Records contained in a dataset:
============================================================

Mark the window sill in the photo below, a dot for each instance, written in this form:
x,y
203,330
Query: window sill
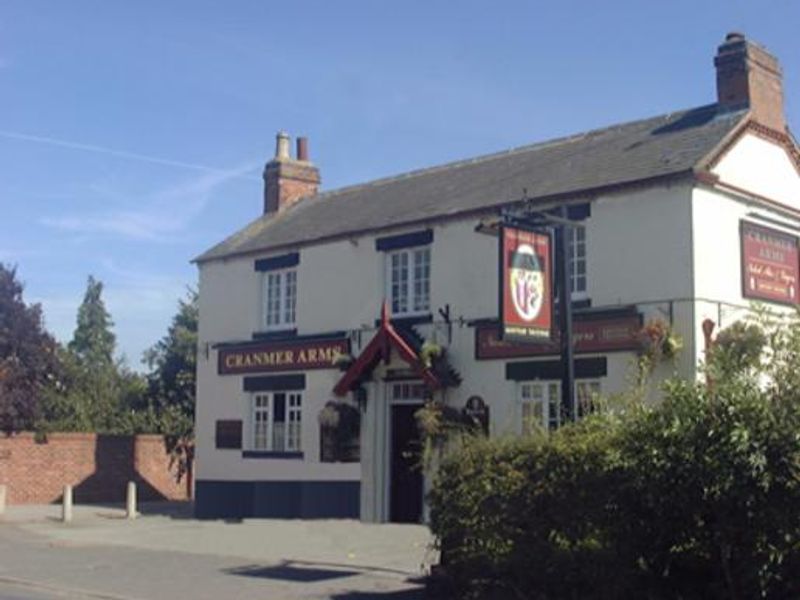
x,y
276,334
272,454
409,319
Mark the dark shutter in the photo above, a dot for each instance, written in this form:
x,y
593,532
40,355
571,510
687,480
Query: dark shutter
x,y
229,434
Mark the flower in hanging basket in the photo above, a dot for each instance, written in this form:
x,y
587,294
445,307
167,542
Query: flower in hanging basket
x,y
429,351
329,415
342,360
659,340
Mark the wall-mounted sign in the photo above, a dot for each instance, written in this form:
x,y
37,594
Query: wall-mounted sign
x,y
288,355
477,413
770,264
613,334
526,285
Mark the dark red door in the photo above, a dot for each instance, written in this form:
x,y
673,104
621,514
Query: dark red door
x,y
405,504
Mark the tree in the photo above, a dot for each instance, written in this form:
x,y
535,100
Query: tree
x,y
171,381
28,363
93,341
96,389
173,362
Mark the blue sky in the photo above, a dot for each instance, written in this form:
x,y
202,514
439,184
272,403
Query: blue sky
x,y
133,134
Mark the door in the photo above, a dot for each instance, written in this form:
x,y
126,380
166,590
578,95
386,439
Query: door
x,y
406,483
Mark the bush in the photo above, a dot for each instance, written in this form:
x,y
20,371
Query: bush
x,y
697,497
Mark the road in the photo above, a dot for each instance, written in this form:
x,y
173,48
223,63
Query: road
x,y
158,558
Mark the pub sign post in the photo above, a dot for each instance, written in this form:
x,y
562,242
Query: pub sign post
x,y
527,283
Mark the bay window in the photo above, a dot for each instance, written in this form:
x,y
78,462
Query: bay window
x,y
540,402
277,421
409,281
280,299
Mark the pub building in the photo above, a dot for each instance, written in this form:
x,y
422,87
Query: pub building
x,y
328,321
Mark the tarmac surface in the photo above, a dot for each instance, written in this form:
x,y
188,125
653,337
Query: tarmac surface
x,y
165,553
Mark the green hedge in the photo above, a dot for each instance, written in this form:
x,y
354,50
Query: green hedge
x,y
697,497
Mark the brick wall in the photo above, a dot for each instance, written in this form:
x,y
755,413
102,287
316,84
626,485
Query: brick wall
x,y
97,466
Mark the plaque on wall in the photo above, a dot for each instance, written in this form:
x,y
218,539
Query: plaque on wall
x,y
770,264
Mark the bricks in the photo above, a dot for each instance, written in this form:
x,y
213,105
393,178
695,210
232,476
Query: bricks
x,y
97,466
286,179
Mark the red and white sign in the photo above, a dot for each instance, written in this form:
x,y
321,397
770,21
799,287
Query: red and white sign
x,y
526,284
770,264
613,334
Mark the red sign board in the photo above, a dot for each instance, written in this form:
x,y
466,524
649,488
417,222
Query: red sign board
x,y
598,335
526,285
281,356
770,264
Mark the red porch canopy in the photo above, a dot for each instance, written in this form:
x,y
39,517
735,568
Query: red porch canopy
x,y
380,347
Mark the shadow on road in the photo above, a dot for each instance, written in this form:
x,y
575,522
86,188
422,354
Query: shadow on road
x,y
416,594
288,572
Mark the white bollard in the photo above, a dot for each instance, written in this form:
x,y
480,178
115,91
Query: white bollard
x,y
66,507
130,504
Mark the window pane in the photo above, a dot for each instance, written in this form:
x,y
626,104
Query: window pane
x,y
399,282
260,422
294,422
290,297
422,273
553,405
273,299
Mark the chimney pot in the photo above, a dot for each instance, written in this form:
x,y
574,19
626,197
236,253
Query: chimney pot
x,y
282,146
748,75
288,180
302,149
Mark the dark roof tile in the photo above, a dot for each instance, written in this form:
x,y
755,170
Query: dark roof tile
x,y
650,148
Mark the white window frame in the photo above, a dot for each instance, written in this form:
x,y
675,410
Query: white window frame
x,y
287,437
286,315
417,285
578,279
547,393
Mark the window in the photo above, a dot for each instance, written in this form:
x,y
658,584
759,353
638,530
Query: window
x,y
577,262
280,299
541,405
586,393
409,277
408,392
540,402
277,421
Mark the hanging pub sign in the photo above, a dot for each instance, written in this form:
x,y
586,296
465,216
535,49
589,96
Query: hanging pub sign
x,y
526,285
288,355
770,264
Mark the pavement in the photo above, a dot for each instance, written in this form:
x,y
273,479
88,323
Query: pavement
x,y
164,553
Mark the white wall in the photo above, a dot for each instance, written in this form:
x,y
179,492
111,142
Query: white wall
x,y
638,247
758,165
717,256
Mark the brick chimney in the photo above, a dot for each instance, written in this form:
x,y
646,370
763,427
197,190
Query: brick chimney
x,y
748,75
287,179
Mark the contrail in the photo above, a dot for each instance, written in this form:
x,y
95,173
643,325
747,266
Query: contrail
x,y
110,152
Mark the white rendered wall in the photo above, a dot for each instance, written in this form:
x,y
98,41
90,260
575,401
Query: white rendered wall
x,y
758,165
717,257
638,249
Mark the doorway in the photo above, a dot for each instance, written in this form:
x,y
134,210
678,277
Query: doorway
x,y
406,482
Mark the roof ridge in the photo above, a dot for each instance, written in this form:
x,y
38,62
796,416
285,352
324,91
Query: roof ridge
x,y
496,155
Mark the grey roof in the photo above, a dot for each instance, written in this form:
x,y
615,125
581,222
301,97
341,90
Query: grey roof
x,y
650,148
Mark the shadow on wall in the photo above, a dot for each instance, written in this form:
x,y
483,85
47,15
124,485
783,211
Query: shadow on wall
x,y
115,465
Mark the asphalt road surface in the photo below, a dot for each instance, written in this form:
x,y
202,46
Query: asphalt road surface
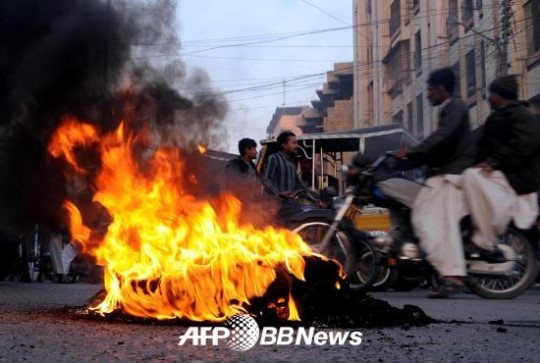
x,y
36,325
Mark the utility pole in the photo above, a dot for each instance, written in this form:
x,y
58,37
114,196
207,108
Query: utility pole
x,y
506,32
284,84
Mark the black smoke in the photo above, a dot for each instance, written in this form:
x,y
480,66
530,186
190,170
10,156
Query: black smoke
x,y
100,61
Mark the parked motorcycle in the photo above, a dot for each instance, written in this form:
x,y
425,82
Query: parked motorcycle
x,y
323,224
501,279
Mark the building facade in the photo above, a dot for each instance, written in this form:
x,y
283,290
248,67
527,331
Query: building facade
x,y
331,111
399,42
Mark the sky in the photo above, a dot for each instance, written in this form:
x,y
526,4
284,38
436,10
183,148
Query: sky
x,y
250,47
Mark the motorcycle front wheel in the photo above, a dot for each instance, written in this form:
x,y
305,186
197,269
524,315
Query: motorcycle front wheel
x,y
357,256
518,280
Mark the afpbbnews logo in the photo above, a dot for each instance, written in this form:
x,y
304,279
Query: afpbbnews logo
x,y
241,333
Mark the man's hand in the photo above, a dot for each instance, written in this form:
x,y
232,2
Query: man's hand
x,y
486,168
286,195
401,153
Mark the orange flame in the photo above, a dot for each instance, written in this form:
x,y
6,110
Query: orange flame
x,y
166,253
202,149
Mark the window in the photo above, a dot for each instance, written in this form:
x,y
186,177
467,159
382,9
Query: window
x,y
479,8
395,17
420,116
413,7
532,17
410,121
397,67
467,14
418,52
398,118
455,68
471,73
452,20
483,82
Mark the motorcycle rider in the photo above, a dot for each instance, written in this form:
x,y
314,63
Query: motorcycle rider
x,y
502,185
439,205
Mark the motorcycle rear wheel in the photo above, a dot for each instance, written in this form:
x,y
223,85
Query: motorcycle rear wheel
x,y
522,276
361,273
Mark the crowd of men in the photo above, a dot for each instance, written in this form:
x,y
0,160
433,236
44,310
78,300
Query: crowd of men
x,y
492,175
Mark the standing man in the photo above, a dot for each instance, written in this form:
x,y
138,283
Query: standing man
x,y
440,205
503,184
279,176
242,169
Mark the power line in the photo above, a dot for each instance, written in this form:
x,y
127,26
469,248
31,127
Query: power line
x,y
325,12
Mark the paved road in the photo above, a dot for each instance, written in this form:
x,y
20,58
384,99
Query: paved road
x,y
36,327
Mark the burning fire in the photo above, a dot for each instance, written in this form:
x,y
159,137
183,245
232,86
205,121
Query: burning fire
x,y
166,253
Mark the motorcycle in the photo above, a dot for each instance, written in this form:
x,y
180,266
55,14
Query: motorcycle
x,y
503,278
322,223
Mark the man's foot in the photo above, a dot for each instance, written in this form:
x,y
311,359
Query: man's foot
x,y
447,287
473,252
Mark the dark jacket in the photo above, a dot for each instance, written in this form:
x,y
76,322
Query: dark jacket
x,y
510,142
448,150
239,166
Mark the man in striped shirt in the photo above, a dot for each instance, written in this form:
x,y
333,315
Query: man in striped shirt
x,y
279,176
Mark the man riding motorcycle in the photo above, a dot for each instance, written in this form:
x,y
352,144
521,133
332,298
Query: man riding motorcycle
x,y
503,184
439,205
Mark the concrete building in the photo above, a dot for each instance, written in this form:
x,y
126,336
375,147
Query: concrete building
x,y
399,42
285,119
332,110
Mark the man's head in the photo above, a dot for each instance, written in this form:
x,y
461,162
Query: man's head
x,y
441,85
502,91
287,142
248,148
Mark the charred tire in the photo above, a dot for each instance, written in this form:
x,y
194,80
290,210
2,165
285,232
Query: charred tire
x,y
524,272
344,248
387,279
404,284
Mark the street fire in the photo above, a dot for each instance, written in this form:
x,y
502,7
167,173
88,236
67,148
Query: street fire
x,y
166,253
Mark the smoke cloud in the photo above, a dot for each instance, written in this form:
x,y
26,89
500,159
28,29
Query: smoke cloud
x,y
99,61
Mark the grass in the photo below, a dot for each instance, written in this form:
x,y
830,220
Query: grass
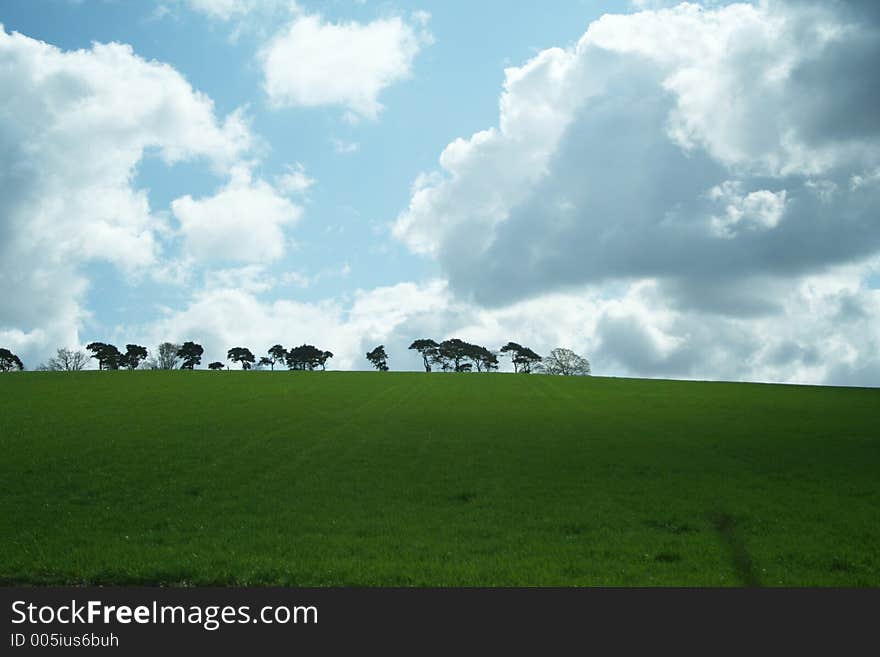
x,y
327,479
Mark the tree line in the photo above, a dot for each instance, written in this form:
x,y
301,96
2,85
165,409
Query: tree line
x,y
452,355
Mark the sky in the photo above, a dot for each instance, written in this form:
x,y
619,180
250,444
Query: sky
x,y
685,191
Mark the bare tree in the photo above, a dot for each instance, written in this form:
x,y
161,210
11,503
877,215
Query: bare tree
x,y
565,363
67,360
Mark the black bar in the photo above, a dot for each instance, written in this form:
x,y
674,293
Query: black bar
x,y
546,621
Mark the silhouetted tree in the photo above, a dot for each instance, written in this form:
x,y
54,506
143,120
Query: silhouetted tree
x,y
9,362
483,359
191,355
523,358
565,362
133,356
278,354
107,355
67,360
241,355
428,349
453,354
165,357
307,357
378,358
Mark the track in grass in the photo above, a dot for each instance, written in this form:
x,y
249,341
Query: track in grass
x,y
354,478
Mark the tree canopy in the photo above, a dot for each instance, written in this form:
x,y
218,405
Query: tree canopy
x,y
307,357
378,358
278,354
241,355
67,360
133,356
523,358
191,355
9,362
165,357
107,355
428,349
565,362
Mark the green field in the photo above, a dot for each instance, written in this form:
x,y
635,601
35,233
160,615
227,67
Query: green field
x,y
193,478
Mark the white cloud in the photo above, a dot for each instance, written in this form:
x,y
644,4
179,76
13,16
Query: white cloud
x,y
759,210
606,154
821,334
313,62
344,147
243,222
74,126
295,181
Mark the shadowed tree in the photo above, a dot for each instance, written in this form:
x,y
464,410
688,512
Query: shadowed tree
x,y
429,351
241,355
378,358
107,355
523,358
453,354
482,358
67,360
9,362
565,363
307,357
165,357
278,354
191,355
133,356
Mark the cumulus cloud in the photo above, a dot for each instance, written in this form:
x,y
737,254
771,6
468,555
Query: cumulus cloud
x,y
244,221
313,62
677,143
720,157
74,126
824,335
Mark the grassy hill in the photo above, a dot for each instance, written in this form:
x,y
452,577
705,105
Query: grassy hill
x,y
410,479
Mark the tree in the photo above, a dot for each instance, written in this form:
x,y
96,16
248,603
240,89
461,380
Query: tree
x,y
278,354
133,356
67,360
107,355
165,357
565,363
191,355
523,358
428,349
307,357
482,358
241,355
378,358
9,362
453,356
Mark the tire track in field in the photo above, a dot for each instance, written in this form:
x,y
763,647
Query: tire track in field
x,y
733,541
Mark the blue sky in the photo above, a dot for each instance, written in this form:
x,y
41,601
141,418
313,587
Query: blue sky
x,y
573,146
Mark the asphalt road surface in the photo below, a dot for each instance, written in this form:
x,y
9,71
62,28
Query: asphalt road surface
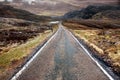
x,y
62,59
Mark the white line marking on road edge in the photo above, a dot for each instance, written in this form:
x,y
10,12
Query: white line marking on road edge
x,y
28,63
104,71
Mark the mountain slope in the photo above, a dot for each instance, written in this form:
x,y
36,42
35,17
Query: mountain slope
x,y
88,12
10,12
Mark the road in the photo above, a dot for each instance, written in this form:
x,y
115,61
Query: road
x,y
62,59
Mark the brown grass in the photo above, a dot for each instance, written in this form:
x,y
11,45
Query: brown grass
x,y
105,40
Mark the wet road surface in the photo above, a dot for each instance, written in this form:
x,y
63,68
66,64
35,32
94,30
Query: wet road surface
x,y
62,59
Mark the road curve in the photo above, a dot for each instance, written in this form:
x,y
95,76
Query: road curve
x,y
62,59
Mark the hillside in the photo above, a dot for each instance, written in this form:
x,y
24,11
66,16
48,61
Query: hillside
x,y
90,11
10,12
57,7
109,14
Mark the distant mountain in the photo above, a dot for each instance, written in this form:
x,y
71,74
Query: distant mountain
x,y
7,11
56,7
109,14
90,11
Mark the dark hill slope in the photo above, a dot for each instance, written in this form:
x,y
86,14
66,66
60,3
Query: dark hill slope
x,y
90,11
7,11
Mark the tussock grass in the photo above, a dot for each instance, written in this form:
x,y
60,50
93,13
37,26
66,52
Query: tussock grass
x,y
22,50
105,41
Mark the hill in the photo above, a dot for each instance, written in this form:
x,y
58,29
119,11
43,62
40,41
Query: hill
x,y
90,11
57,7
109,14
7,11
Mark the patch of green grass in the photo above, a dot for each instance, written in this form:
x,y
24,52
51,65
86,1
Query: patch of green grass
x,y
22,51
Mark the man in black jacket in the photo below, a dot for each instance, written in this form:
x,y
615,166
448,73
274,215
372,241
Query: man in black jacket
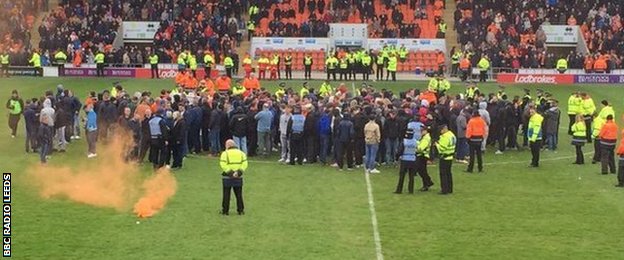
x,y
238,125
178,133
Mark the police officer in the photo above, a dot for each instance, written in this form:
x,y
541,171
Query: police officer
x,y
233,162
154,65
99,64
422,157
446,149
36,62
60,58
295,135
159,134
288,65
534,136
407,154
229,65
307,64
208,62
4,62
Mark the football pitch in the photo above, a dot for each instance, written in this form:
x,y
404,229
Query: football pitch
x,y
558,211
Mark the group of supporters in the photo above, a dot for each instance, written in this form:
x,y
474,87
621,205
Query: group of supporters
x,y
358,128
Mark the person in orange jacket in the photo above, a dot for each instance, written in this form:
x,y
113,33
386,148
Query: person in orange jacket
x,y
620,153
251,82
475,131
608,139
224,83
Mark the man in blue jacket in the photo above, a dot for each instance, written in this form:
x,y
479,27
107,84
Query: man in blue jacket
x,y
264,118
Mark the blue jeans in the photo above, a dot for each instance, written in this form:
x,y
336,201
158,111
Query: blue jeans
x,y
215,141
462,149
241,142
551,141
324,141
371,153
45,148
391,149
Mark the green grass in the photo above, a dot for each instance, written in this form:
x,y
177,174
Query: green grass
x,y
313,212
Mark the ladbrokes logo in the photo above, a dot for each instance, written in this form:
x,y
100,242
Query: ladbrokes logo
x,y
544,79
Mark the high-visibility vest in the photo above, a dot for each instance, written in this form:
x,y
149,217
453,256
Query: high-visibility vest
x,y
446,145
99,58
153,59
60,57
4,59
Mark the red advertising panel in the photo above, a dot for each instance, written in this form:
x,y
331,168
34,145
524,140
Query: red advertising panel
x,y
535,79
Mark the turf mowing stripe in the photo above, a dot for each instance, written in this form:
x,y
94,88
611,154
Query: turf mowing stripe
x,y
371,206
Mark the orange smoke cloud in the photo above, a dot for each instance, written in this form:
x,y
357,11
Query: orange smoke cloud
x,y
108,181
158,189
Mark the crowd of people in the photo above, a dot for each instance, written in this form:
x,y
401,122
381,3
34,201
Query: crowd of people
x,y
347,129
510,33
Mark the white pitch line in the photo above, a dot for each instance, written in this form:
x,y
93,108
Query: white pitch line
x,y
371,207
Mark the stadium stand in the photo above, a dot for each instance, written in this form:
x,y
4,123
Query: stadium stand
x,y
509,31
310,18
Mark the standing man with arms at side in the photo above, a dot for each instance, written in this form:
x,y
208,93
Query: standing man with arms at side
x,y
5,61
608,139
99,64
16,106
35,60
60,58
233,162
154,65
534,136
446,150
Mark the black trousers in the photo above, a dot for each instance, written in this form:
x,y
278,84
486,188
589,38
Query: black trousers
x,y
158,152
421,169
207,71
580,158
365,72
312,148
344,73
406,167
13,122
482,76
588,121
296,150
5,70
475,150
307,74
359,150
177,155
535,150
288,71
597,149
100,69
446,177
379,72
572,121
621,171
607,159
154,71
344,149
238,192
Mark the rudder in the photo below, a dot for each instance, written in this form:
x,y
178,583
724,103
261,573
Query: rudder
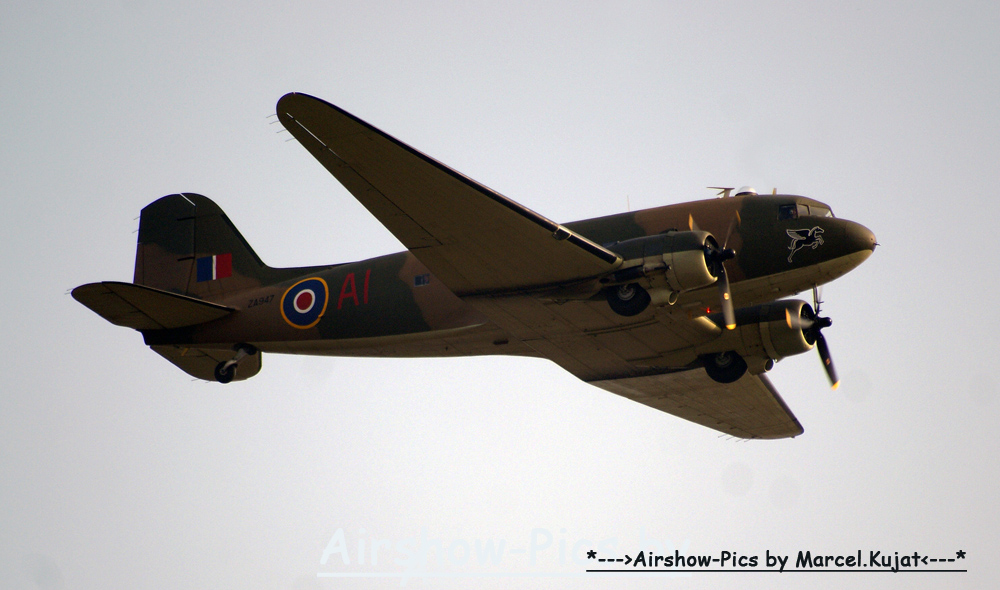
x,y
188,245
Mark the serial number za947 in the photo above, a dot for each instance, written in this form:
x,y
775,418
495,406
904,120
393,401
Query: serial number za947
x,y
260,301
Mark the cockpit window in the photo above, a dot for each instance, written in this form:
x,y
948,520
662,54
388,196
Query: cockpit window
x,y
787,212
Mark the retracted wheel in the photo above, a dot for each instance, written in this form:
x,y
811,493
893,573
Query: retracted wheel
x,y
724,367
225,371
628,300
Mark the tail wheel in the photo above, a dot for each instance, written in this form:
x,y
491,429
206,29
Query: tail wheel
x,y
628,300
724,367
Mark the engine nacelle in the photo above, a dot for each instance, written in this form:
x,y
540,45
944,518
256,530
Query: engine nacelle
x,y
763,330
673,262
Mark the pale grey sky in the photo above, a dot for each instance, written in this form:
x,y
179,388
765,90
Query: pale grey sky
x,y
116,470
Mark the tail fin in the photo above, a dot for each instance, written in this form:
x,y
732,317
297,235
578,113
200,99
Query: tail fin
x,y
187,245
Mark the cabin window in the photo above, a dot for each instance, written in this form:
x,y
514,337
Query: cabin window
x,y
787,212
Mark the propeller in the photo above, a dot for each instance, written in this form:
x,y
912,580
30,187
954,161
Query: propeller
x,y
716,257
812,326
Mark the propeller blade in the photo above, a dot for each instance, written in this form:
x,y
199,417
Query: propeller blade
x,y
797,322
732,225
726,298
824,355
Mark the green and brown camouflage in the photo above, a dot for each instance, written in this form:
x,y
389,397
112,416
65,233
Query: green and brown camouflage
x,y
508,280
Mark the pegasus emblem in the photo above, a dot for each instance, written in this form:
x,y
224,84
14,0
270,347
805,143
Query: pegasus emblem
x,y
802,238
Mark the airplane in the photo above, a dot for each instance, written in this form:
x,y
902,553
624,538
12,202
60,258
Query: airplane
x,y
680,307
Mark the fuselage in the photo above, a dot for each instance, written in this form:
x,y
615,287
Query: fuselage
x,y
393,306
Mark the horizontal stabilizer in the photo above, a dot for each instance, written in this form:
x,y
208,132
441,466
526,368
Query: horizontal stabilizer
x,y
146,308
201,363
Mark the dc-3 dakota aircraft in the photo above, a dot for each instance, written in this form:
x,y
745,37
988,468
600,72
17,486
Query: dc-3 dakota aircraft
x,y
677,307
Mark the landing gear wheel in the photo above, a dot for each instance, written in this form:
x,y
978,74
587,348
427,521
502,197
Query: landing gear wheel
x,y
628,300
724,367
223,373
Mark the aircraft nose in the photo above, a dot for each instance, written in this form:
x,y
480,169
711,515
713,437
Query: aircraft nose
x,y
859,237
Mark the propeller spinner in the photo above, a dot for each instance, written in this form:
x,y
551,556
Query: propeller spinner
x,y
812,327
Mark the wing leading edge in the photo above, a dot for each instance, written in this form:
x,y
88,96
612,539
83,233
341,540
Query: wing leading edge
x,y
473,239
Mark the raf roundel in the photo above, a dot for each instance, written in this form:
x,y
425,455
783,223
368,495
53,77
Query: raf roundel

============================================================

### REQUIREMENTS
Starting at the line that contains "Mark the dc-3", write out every line to the end of the entries, exactly as given.

### RESULT
Mark the dc-3 dakota aircraft in the photo above, a dot for each instance, written in this form:
x,y
745,37
988,468
600,72
17,486
Query: dc-3 dakota aircraft
x,y
677,307
Mark the landing gear wheel in the photo above, a dot for each instance, written in this form:
x,y
978,74
587,348
427,521
502,197
Query: landing gear wheel
x,y
628,300
724,367
223,373
Mark the aircraft nose in the photo above, a dot for each instance, written in this form:
x,y
480,169
711,515
713,437
Query: aircraft nose
x,y
859,237
Mark the propeller spinner in the photo above, a dot for each instance, written in this form:
x,y
551,556
Query: propeller spinner
x,y
812,327
Mark the wing leading edge in the photo above, a dot for each instance, written in this form:
x,y
88,96
612,539
83,233
341,540
Query: wing leading edge
x,y
473,239
Mark the raf roundel in the photo above, a dot for each instance, written in this form:
x,y
425,455
783,223
368,495
53,77
Query: raf roundel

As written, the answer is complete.